__Task objective__. Copy the data below word for word, leaving out the image.

__Input__.
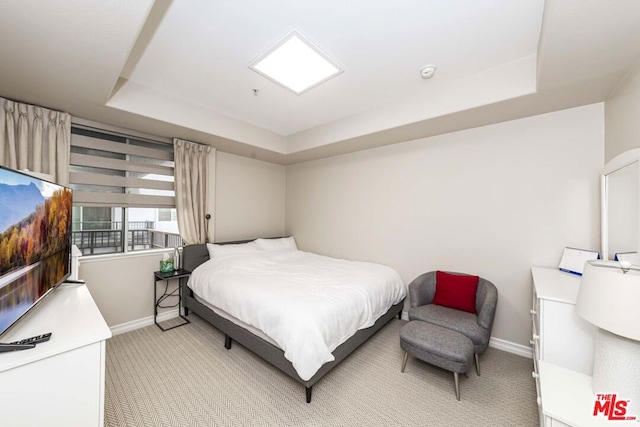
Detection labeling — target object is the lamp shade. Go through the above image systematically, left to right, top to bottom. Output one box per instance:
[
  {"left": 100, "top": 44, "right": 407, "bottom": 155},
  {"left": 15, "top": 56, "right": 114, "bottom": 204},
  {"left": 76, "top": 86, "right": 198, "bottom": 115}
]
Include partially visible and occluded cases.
[{"left": 576, "top": 261, "right": 640, "bottom": 341}]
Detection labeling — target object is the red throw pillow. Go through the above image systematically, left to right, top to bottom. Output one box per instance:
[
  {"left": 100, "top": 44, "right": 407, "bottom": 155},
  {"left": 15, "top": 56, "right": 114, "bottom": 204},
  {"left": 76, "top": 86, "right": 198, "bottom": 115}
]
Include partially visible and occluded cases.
[{"left": 433, "top": 271, "right": 478, "bottom": 314}]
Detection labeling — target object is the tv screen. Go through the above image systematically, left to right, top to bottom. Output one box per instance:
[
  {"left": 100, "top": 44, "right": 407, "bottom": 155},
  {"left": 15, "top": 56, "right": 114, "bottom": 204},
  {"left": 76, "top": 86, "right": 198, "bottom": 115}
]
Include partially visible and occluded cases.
[{"left": 0, "top": 166, "right": 72, "bottom": 336}]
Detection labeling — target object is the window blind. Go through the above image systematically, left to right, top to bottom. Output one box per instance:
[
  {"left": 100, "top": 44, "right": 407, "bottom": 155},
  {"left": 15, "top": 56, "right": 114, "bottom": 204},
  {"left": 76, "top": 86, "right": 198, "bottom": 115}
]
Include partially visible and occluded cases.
[{"left": 69, "top": 126, "right": 175, "bottom": 208}]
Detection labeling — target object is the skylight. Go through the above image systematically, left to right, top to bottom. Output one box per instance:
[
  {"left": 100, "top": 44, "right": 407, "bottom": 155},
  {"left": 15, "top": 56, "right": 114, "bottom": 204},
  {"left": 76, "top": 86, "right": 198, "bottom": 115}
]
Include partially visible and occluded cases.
[{"left": 249, "top": 31, "right": 342, "bottom": 95}]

__The output__.
Detection labeling — target object is the lamp shade. Go through the above image systematically, left to right, top to bottom. Output one box per instance:
[
  {"left": 100, "top": 44, "right": 407, "bottom": 155},
  {"left": 15, "top": 56, "right": 114, "bottom": 204},
  {"left": 76, "top": 86, "right": 198, "bottom": 115}
]
Include partially visible and occluded cases.
[{"left": 576, "top": 261, "right": 640, "bottom": 341}]
Detection labeling — target object is the red throw pillow. Go through the above image systematically, left to right, top to bottom. Output one box per instance:
[
  {"left": 100, "top": 44, "right": 407, "bottom": 155},
  {"left": 15, "top": 56, "right": 114, "bottom": 204},
  {"left": 76, "top": 86, "right": 198, "bottom": 115}
]
Include partially visible and occluded cases.
[{"left": 433, "top": 271, "right": 478, "bottom": 314}]
Detection labeling — target object is the tv screen. Go through the above image systematically, left to right, top to bottom. Output one box per instance:
[
  {"left": 100, "top": 44, "right": 407, "bottom": 155},
  {"left": 15, "top": 56, "right": 114, "bottom": 204},
  {"left": 76, "top": 86, "right": 198, "bottom": 115}
]
Include partially visible and occluded cases.
[{"left": 0, "top": 166, "right": 72, "bottom": 336}]
Detection labeling — target object is the window blind. Go through the above image systematically, left to right, top to bottom. Output one box per instance:
[
  {"left": 100, "top": 44, "right": 407, "bottom": 155},
  {"left": 15, "top": 56, "right": 114, "bottom": 204},
  {"left": 76, "top": 86, "right": 198, "bottom": 115}
]
Include partially visible and occluded cases.
[{"left": 69, "top": 126, "right": 175, "bottom": 208}]
Detection labeling — target object is the skylight. Go through the above image systematically, left to right, top to bottom. Output one box per instance:
[
  {"left": 100, "top": 44, "right": 407, "bottom": 155},
  {"left": 15, "top": 56, "right": 114, "bottom": 204},
  {"left": 76, "top": 86, "right": 198, "bottom": 115}
]
Include partially visible and occluded cases.
[{"left": 249, "top": 31, "right": 342, "bottom": 95}]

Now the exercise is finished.